WHAT TO WORK ON:
Write out exactly the lines from the start of the entries through the one that contains "Query: muddy ground", including both.

THE INPUT:
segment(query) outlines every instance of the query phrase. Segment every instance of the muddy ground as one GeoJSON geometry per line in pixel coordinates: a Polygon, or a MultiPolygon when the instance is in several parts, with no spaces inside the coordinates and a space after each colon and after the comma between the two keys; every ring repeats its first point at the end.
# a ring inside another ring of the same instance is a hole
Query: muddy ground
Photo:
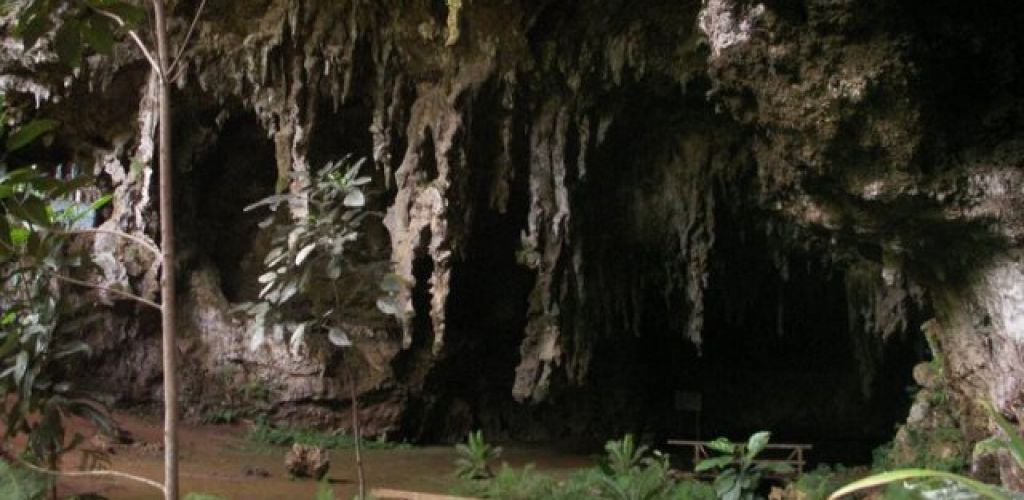
{"type": "MultiPolygon", "coordinates": [[[[157,481],[163,477],[162,426],[158,419],[119,415],[119,423],[135,443],[119,445],[110,455],[110,469],[157,481]]],[[[253,443],[245,438],[245,425],[185,426],[181,436],[181,491],[205,493],[228,499],[312,499],[318,483],[292,480],[284,470],[285,448],[253,443]],[[266,477],[263,477],[266,475],[266,477]]],[[[451,447],[412,447],[365,452],[367,481],[371,488],[447,493],[454,485],[451,447]]],[[[506,447],[504,459],[510,465],[534,463],[552,472],[570,471],[591,465],[579,453],[536,447],[506,447]]],[[[80,452],[65,458],[66,469],[75,468],[80,452]]],[[[335,498],[352,498],[356,473],[351,450],[331,452],[328,473],[335,498]]],[[[159,492],[149,486],[122,479],[70,478],[59,481],[61,497],[97,494],[110,499],[157,499],[159,492]]]]}

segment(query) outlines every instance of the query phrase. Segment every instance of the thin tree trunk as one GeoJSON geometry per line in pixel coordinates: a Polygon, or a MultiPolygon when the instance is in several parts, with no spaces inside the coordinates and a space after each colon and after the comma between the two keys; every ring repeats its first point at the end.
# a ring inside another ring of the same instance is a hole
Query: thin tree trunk
{"type": "Polygon", "coordinates": [[[352,368],[348,370],[348,390],[352,398],[352,437],[355,441],[356,450],[356,480],[359,483],[359,500],[366,500],[366,477],[363,475],[363,432],[359,425],[359,396],[356,394],[356,378],[352,375],[352,368]]]}
{"type": "Polygon", "coordinates": [[[163,281],[160,291],[163,324],[164,365],[164,496],[178,499],[178,365],[174,283],[174,165],[171,163],[171,82],[170,47],[167,41],[167,14],[163,0],[153,0],[156,23],[157,61],[160,77],[160,248],[163,250],[163,281]]]}
{"type": "MultiPolygon", "coordinates": [[[[50,452],[50,470],[60,470],[57,460],[57,452],[50,452]]],[[[53,478],[53,481],[50,482],[50,498],[57,500],[57,478],[53,478]]]]}

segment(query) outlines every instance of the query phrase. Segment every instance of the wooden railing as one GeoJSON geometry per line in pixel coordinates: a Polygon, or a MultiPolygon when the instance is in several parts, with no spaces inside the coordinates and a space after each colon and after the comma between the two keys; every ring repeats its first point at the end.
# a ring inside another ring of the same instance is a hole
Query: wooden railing
{"type": "MultiPolygon", "coordinates": [[[[693,449],[693,466],[697,467],[697,464],[701,461],[711,458],[708,453],[708,444],[710,441],[688,441],[685,439],[670,439],[668,444],[671,446],[689,446],[693,449]]],[[[758,458],[754,460],[757,464],[786,464],[792,467],[792,474],[774,474],[779,477],[799,475],[804,471],[804,466],[807,465],[807,461],[804,459],[804,452],[809,451],[813,446],[809,444],[783,444],[783,443],[769,443],[764,447],[765,455],[769,455],[769,458],[758,458]],[[785,452],[784,454],[772,453],[773,451],[785,452]],[[776,458],[771,458],[771,455],[775,455],[776,458]]]]}

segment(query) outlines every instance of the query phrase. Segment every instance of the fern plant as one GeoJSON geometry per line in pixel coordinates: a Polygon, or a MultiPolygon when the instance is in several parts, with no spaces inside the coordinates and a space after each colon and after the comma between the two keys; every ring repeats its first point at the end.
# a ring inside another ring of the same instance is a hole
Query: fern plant
{"type": "Polygon", "coordinates": [[[479,480],[491,479],[494,471],[491,464],[501,457],[500,446],[493,446],[484,441],[483,431],[469,433],[465,444],[455,446],[455,476],[459,479],[479,480]]]}
{"type": "Polygon", "coordinates": [[[618,441],[608,441],[604,445],[606,456],[601,462],[601,469],[610,476],[628,474],[638,467],[647,454],[647,446],[636,445],[632,434],[626,434],[618,441]]]}
{"type": "MultiPolygon", "coordinates": [[[[648,456],[647,447],[636,447],[632,436],[605,445],[607,457],[601,467],[596,491],[601,498],[653,500],[674,497],[669,457],[659,451],[648,456]]],[[[687,498],[687,497],[683,497],[687,498]]]]}

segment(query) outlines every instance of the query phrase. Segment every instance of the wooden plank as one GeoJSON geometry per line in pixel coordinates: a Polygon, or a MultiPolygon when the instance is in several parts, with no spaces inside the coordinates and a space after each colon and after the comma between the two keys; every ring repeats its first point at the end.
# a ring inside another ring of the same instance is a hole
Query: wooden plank
{"type": "MultiPolygon", "coordinates": [[[[671,446],[690,446],[693,448],[693,464],[696,466],[703,458],[707,458],[707,445],[709,441],[692,441],[687,439],[670,439],[667,443],[671,446]]],[[[741,443],[737,443],[741,444],[741,443]]],[[[809,444],[789,444],[789,443],[772,443],[765,446],[766,450],[783,450],[789,451],[786,458],[759,458],[754,460],[754,463],[761,464],[786,464],[791,465],[795,469],[796,474],[802,474],[804,466],[807,462],[804,460],[804,451],[813,449],[813,445],[809,444]]],[[[769,474],[771,475],[771,474],[769,474]]],[[[784,477],[791,474],[777,474],[778,477],[784,477]]]]}
{"type": "MultiPolygon", "coordinates": [[[[685,439],[669,439],[666,441],[670,445],[681,445],[681,446],[707,446],[711,441],[688,441],[685,439]]],[[[735,443],[744,444],[744,443],[735,443]]],[[[766,450],[810,450],[813,449],[814,445],[811,444],[787,444],[787,443],[768,443],[765,446],[766,450]]]]}
{"type": "Polygon", "coordinates": [[[374,488],[370,494],[382,500],[479,500],[472,497],[456,497],[452,495],[438,495],[437,493],[391,490],[387,488],[374,488]]]}

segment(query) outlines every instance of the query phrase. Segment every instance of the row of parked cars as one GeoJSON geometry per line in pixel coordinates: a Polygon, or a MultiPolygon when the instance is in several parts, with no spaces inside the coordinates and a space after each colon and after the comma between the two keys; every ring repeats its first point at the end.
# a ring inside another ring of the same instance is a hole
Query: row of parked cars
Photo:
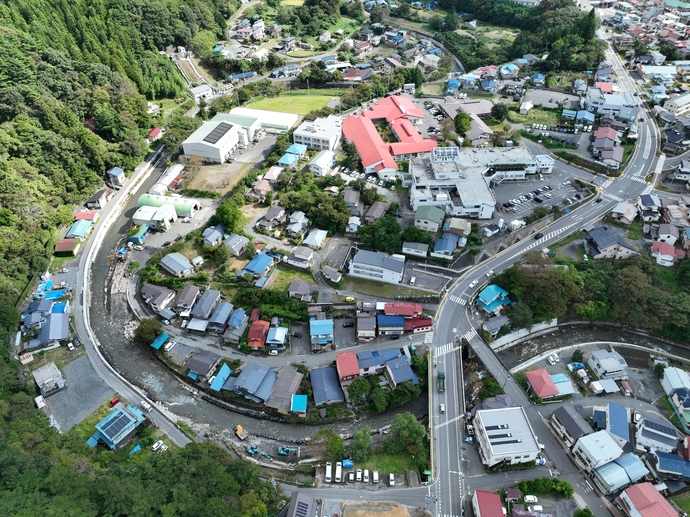
{"type": "Polygon", "coordinates": [[[357,172],[357,171],[354,171],[354,170],[350,170],[350,169],[347,168],[347,167],[338,167],[338,168],[336,168],[334,174],[345,174],[346,176],[351,176],[351,177],[353,177],[353,178],[355,178],[355,179],[364,179],[364,178],[366,178],[367,183],[371,183],[372,185],[378,185],[379,187],[385,187],[385,188],[388,188],[388,189],[390,189],[390,190],[395,190],[395,185],[393,185],[392,183],[388,183],[387,181],[384,181],[384,180],[382,180],[382,179],[378,179],[378,178],[377,178],[376,176],[374,176],[374,175],[369,175],[369,176],[367,176],[367,175],[364,174],[363,172],[357,172]]]}
{"type": "Polygon", "coordinates": [[[441,110],[435,107],[433,104],[431,104],[429,101],[424,102],[424,108],[431,113],[436,120],[441,122],[445,117],[443,116],[443,113],[441,113],[441,110]]]}
{"type": "Polygon", "coordinates": [[[527,194],[523,194],[511,199],[506,203],[503,203],[503,207],[507,210],[515,212],[515,207],[523,203],[529,203],[530,201],[534,201],[535,203],[543,203],[544,198],[551,199],[553,197],[553,194],[549,192],[550,190],[553,190],[553,187],[544,185],[543,187],[533,190],[532,192],[528,192],[527,194]]]}

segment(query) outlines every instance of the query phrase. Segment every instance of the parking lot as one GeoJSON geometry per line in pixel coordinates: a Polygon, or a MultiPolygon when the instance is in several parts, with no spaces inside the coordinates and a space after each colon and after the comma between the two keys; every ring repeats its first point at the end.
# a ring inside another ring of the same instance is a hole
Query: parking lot
{"type": "Polygon", "coordinates": [[[535,106],[542,106],[544,108],[558,108],[558,103],[560,102],[565,108],[581,109],[579,96],[550,90],[529,89],[523,99],[523,102],[527,101],[531,101],[535,106]]]}
{"type": "MultiPolygon", "coordinates": [[[[549,179],[544,177],[545,180],[549,179]]],[[[510,184],[501,184],[496,189],[498,212],[503,215],[527,215],[536,207],[548,208],[562,203],[564,199],[571,200],[580,196],[580,190],[571,180],[560,183],[554,181],[540,181],[538,176],[532,181],[521,181],[510,184]],[[536,181],[535,181],[536,180],[536,181]],[[541,192],[538,190],[541,189],[541,192]],[[541,202],[536,199],[541,199],[541,202]],[[507,205],[507,206],[506,206],[507,205]]]]}

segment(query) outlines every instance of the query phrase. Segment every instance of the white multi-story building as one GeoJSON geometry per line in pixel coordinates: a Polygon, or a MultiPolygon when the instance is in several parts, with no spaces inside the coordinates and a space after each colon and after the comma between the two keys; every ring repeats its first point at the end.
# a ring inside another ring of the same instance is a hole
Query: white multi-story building
{"type": "Polygon", "coordinates": [[[358,250],[350,260],[348,272],[352,276],[399,284],[405,269],[405,257],[387,255],[380,251],[358,250]]]}
{"type": "Polygon", "coordinates": [[[623,108],[637,106],[635,97],[629,93],[608,94],[601,88],[588,88],[585,97],[587,109],[592,113],[613,113],[618,115],[623,108]]]}
{"type": "Polygon", "coordinates": [[[225,163],[239,145],[249,139],[241,126],[224,121],[205,122],[182,142],[184,155],[189,159],[199,156],[204,162],[225,163]]]}
{"type": "Polygon", "coordinates": [[[672,115],[682,115],[690,110],[690,93],[685,93],[674,99],[667,100],[664,103],[664,109],[672,115]]]}
{"type": "Polygon", "coordinates": [[[488,467],[534,462],[541,451],[522,407],[479,410],[473,424],[479,456],[488,467]]]}
{"type": "Polygon", "coordinates": [[[314,176],[325,176],[335,166],[335,153],[333,151],[321,151],[309,162],[309,172],[314,176]]]}
{"type": "Polygon", "coordinates": [[[403,177],[403,185],[410,188],[413,210],[435,206],[452,216],[490,219],[496,205],[490,182],[550,173],[553,163],[552,158],[534,156],[524,147],[439,147],[428,157],[410,160],[410,173],[403,177]]]}
{"type": "Polygon", "coordinates": [[[621,454],[623,449],[603,430],[581,437],[573,447],[575,463],[586,472],[606,465],[621,454]]]}
{"type": "Polygon", "coordinates": [[[340,143],[341,124],[342,119],[337,115],[305,120],[295,129],[292,138],[296,144],[306,145],[309,149],[333,151],[340,143]]]}

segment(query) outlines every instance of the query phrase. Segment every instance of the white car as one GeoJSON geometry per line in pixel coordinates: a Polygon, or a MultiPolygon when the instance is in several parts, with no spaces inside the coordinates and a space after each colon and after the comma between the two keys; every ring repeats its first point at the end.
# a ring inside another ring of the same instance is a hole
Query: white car
{"type": "Polygon", "coordinates": [[[389,484],[390,486],[395,486],[395,474],[393,474],[392,472],[389,477],[389,484]]]}
{"type": "Polygon", "coordinates": [[[494,274],[494,272],[493,272],[492,269],[489,269],[489,271],[486,272],[486,276],[487,276],[487,277],[490,277],[490,276],[493,275],[493,274],[494,274]]]}
{"type": "Polygon", "coordinates": [[[472,283],[470,284],[470,287],[474,287],[479,283],[479,280],[472,280],[472,283]]]}
{"type": "Polygon", "coordinates": [[[163,347],[163,350],[165,350],[167,352],[172,347],[174,347],[176,344],[177,344],[176,341],[168,341],[167,344],[163,347]]]}
{"type": "Polygon", "coordinates": [[[441,413],[445,413],[445,412],[446,412],[446,405],[441,404],[441,413]]]}
{"type": "Polygon", "coordinates": [[[167,450],[168,450],[168,446],[163,444],[163,445],[161,445],[161,448],[158,449],[158,454],[161,454],[162,452],[165,452],[167,450]]]}
{"type": "Polygon", "coordinates": [[[458,333],[458,329],[453,329],[453,334],[457,334],[457,333],[458,333]]]}
{"type": "Polygon", "coordinates": [[[364,482],[369,482],[369,469],[364,469],[364,482]]]}
{"type": "Polygon", "coordinates": [[[163,445],[163,440],[158,440],[156,443],[154,443],[154,444],[151,446],[151,450],[152,450],[152,451],[157,451],[158,449],[161,448],[161,445],[163,445]]]}

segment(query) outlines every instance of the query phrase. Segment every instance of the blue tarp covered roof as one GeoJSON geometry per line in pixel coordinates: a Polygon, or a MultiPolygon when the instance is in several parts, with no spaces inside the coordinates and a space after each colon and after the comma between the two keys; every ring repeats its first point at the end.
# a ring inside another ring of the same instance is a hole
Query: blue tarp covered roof
{"type": "Polygon", "coordinates": [[[594,421],[594,425],[597,429],[606,429],[606,411],[595,409],[592,420],[594,421]]]}
{"type": "Polygon", "coordinates": [[[630,427],[628,426],[628,410],[609,402],[608,429],[611,434],[626,442],[630,441],[630,427]]]}
{"type": "Polygon", "coordinates": [[[686,461],[677,454],[669,452],[655,451],[654,454],[659,459],[658,467],[660,471],[690,479],[690,461],[686,461]]]}
{"type": "Polygon", "coordinates": [[[232,316],[230,316],[230,319],[228,320],[228,325],[232,327],[239,327],[242,324],[246,314],[247,313],[244,309],[235,309],[232,313],[232,316]]]}
{"type": "Polygon", "coordinates": [[[307,410],[308,397],[306,395],[293,395],[292,396],[292,411],[306,411],[307,410]]]}
{"type": "Polygon", "coordinates": [[[167,334],[161,334],[160,336],[156,336],[156,339],[153,340],[153,343],[151,343],[151,346],[158,350],[160,347],[163,346],[163,344],[168,340],[170,336],[167,334]]]}
{"type": "Polygon", "coordinates": [[[286,153],[295,154],[297,156],[302,156],[307,152],[307,146],[303,144],[292,144],[285,151],[286,153]]]}
{"type": "Polygon", "coordinates": [[[384,327],[404,327],[405,326],[405,317],[404,316],[391,316],[391,315],[386,315],[386,314],[378,314],[376,316],[376,321],[379,324],[379,327],[382,325],[384,327]]]}
{"type": "Polygon", "coordinates": [[[448,239],[436,239],[434,243],[434,253],[452,253],[455,251],[457,243],[448,239]]]}
{"type": "Polygon", "coordinates": [[[280,158],[280,160],[278,160],[278,163],[281,165],[292,165],[293,163],[295,163],[297,161],[297,159],[298,158],[296,155],[290,154],[290,153],[285,153],[280,158]]]}
{"type": "Polygon", "coordinates": [[[360,369],[366,370],[372,366],[384,364],[386,361],[400,357],[402,353],[399,348],[386,348],[384,350],[366,350],[357,352],[357,363],[360,369]]]}
{"type": "Polygon", "coordinates": [[[254,275],[262,274],[268,266],[271,265],[273,259],[268,255],[259,253],[256,255],[246,266],[244,266],[244,271],[249,271],[254,275]]]}
{"type": "Polygon", "coordinates": [[[418,384],[419,380],[417,376],[412,371],[410,363],[407,361],[407,357],[398,357],[392,359],[386,363],[386,366],[393,376],[393,380],[396,384],[401,382],[411,381],[412,384],[418,384]]]}
{"type": "Polygon", "coordinates": [[[594,113],[587,110],[579,110],[575,118],[577,120],[584,120],[586,122],[594,122],[594,113]]]}
{"type": "Polygon", "coordinates": [[[317,368],[312,370],[309,373],[309,379],[311,380],[314,402],[317,406],[345,401],[335,368],[317,368]]]}
{"type": "Polygon", "coordinates": [[[211,383],[211,389],[213,391],[220,391],[220,389],[225,384],[225,381],[227,381],[228,377],[230,377],[231,373],[232,370],[230,369],[230,367],[227,364],[223,364],[220,371],[216,375],[216,378],[211,383]]]}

RESPONSE TO THE EXERCISE:
segment(query) outlines every instance of the query phrase. Segment every instance of the muddy ground as one GeoJSON geometry per line in pixel coordinates: a Polygon, or a MultiPolygon when the instance is in several parts, with no spaces inside the coordinates and a space after each colon and after the comma between the two keys; every ring repeats its first point at the end.
# a ring inside another ring of the same instance is a hole
Query: muddy ground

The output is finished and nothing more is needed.